▶ _WHAT IS NEEDED_
Which lines of the listing hold the string "tall"? Copy those lines.

▼▼▼

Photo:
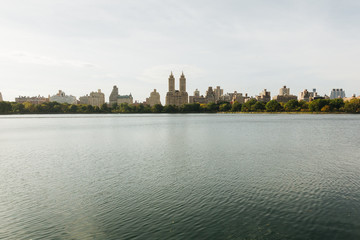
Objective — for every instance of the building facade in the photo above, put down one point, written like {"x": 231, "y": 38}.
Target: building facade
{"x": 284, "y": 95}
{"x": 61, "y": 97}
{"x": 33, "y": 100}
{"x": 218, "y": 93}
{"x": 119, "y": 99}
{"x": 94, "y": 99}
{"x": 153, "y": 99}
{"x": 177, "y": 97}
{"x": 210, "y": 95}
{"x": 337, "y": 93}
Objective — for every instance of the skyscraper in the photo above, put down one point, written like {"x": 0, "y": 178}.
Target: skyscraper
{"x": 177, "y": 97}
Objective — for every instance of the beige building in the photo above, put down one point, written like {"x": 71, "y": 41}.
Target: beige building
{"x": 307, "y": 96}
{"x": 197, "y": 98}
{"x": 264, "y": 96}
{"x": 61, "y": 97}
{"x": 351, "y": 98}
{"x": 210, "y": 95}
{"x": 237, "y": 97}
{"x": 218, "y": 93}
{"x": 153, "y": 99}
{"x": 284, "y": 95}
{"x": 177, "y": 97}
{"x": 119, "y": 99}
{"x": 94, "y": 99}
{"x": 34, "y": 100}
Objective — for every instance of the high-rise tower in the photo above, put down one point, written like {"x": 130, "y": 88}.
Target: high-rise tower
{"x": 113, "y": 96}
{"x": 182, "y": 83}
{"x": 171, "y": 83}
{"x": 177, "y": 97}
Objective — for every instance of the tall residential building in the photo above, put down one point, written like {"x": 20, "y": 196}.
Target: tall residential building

▲▲▲
▼▼▼

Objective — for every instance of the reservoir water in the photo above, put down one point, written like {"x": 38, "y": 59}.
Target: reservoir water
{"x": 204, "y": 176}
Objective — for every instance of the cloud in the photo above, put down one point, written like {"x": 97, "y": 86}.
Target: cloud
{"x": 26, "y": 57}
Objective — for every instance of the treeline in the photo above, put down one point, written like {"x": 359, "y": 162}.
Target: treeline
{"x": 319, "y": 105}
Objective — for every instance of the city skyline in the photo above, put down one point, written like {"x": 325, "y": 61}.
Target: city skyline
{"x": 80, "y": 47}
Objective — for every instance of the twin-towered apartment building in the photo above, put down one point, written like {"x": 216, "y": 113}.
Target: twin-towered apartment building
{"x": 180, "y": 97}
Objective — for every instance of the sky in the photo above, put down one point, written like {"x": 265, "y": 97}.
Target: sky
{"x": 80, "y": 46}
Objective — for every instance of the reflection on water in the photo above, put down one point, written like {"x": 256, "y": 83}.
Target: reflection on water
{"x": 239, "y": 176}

▲▲▲
▼▼▼

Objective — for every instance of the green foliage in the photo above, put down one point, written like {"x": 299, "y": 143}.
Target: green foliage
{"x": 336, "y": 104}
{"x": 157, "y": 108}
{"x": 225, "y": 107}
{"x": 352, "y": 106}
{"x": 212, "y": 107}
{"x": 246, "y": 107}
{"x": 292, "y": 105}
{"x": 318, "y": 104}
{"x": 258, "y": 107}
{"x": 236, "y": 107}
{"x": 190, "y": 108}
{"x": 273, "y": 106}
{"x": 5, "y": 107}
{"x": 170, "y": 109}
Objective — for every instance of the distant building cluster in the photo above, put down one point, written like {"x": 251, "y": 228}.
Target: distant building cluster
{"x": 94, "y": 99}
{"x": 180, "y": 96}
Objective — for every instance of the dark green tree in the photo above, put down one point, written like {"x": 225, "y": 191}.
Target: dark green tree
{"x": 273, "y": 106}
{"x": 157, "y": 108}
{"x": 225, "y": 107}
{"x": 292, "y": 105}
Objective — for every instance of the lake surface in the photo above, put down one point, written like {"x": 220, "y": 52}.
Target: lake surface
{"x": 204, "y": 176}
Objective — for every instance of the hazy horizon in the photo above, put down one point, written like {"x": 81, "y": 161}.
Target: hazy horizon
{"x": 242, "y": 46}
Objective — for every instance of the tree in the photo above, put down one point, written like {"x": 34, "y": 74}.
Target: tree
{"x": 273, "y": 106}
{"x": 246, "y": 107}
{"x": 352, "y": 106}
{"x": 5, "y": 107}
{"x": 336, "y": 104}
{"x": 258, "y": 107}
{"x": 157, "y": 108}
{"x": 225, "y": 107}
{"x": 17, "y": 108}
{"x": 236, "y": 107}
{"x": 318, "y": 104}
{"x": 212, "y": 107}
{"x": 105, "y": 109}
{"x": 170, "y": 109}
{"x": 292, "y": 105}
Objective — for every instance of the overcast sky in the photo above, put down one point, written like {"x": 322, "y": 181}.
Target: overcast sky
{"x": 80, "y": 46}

▲▲▲

▶ _YOUR SOLUTION_
Objective — for every instance of the tall residential building in the photo above, put down one point, written like {"x": 20, "y": 196}.
Target: tall residential building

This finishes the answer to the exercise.